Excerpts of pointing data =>
=-=-=-=-=

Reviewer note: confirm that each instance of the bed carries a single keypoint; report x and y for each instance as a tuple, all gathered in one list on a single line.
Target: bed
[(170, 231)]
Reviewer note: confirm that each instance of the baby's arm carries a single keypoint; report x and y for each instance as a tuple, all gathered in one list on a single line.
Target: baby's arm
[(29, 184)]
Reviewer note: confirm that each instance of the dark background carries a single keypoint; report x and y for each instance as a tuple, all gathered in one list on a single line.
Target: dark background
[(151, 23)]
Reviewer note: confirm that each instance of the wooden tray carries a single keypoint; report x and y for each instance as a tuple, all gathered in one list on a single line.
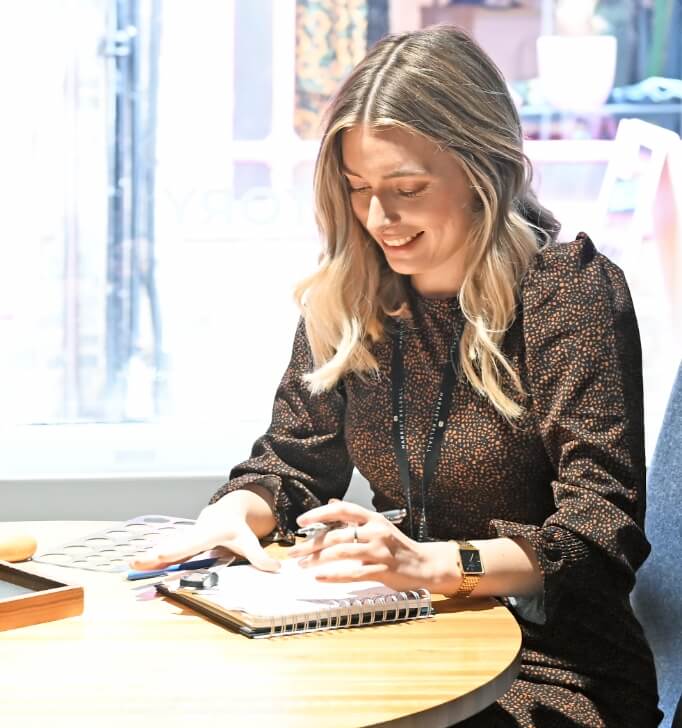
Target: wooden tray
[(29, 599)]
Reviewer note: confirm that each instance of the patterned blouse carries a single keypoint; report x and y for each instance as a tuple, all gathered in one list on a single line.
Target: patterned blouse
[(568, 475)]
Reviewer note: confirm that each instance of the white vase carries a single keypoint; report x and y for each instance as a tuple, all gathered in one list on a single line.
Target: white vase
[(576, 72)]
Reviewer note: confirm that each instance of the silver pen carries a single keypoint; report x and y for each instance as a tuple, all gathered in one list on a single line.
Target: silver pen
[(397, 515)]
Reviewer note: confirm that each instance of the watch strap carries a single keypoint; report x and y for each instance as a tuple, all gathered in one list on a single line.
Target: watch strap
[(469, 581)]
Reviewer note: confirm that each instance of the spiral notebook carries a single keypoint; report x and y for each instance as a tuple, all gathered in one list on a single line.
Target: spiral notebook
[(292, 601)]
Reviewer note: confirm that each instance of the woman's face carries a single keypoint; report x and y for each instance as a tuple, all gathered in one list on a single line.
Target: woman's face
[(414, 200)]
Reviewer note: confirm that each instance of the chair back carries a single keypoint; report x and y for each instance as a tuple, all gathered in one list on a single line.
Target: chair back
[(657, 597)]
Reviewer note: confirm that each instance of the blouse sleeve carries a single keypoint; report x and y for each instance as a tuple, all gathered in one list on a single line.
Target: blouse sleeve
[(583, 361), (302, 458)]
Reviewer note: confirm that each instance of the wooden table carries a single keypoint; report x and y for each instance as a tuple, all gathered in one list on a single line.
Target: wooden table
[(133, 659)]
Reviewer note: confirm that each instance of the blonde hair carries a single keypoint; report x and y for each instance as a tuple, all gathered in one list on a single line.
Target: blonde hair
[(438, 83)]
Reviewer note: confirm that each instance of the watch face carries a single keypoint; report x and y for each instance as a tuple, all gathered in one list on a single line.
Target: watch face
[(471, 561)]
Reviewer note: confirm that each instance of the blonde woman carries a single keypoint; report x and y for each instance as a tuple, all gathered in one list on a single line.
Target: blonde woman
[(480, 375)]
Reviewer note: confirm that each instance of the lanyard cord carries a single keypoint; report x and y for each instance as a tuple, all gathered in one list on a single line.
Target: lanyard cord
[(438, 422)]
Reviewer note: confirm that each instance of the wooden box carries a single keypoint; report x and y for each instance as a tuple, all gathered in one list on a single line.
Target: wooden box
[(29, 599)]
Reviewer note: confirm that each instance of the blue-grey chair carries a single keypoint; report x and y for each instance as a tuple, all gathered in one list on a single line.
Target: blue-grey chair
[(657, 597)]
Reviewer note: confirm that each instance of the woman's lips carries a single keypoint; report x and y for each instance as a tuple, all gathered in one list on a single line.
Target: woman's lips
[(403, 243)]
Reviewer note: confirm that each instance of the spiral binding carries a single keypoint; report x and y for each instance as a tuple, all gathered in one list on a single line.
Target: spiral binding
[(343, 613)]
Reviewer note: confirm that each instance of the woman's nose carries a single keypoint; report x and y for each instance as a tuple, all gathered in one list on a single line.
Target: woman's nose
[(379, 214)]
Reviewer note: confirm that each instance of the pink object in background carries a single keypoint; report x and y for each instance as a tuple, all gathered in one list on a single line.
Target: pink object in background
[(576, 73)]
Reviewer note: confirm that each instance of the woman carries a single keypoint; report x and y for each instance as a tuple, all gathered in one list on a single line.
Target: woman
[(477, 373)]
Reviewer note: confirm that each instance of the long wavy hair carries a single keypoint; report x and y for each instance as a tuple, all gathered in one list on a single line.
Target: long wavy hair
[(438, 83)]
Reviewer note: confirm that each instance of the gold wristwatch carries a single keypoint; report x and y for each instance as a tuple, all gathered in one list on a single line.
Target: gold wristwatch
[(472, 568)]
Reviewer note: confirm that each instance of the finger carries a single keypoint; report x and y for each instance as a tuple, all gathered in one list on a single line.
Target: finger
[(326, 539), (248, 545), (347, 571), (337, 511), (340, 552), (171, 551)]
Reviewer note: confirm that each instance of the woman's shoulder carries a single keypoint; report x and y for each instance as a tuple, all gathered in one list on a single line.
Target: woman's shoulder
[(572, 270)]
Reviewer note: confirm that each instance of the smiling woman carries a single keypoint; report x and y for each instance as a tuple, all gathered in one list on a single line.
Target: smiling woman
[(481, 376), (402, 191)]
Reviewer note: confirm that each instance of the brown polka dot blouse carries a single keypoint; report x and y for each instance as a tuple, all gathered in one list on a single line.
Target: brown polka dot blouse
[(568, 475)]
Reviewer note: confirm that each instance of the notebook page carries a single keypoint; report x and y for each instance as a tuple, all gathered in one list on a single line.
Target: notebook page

=-=-=-=-=

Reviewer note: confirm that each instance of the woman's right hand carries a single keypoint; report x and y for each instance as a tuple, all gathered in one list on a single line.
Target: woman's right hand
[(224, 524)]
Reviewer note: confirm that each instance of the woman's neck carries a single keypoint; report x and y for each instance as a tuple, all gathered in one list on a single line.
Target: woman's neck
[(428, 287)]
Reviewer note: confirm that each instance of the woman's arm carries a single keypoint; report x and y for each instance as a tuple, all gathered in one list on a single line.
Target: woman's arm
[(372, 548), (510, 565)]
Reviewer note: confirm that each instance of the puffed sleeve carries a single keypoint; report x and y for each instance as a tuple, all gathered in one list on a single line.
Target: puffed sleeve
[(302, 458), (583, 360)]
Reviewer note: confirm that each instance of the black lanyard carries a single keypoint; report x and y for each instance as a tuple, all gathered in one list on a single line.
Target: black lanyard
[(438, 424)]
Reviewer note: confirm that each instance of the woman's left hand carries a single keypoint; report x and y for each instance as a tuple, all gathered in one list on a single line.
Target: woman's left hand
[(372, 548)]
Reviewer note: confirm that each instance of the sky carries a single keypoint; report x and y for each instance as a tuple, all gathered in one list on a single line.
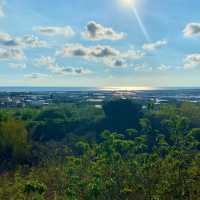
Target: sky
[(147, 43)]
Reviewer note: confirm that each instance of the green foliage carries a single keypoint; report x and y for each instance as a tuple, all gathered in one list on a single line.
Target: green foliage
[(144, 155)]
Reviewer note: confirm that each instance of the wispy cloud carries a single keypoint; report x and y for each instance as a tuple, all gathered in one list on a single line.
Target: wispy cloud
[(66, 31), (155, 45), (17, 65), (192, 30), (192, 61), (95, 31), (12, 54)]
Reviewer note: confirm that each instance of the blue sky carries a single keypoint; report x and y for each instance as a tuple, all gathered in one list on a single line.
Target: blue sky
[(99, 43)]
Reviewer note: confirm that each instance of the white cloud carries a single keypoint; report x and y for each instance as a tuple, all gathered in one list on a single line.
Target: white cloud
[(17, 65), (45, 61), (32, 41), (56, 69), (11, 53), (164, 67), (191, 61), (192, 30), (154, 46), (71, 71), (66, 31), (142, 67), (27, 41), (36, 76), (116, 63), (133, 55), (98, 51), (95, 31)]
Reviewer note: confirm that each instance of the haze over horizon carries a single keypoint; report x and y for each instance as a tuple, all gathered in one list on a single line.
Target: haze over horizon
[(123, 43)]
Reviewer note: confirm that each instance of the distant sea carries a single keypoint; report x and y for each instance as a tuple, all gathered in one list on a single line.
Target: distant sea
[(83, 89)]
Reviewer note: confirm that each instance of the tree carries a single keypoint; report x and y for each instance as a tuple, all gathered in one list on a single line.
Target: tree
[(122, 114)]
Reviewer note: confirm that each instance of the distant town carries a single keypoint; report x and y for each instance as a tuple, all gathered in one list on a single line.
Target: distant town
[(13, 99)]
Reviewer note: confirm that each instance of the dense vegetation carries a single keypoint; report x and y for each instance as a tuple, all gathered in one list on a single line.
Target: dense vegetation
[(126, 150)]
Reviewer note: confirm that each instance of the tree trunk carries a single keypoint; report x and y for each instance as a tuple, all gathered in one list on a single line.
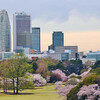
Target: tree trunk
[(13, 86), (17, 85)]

=-=-=-=-=

SET EXERCISE => Arrange the lines starting at the one that contains "Reviewer note: confirm that each instance of the baby's" and ending at the one that contains "[(469, 581)]" as a two-column CSV headed text and answer. Give one row for each text with its answer, put each in a single quoted field with line breaks turned into spaces, and leave out the pictures.

CORRECT ANSWER =>
text,answer
"Reviewer note: confirm that each instance of the baby's arm carries a single keypoint; report x and y for each instance as a tuple, all gathered in one list on a single line. Target: baby's arm","[(29, 184)]"
"Reviewer note: confirm that each instance of the dark background carries a single keypoint; report x and y for each instance as a tuple, all gathered in one list on a single line. Target: dark background","[(151, 23)]"
"Reviewer note: confirm that each instance of the wooden tray carries a single keypoint; report x and y for each instance as a tuple, all gathered in one list on a single line. Target: wooden tray","[(29, 599)]"
"Reviewer note: confirm that each instance of the patterned blouse carries a single keypoint; report x and y for each instance as a tuple, all gathered in one list on a single line. Target: patterned blouse","[(568, 475)]"
"Reviewer note: confirm that each instance of the white vase carries a single keypoint; report x and y for each instance as a tuple, all gathered in one list on a single line. Target: white vase","[(576, 72)]"
"Reviewer note: confirm that each instance of the silver pen carries a single keypoint; report x and y for each instance as a tuple, all gathered in one list on a single line. Target: silver pen","[(397, 515)]"
"Reviewer note: confirm that each instance of the watch strap carries a single keypoint; report x and y for each instance as a tuple, all gathered in one list on a single line. Target: watch strap","[(469, 581)]"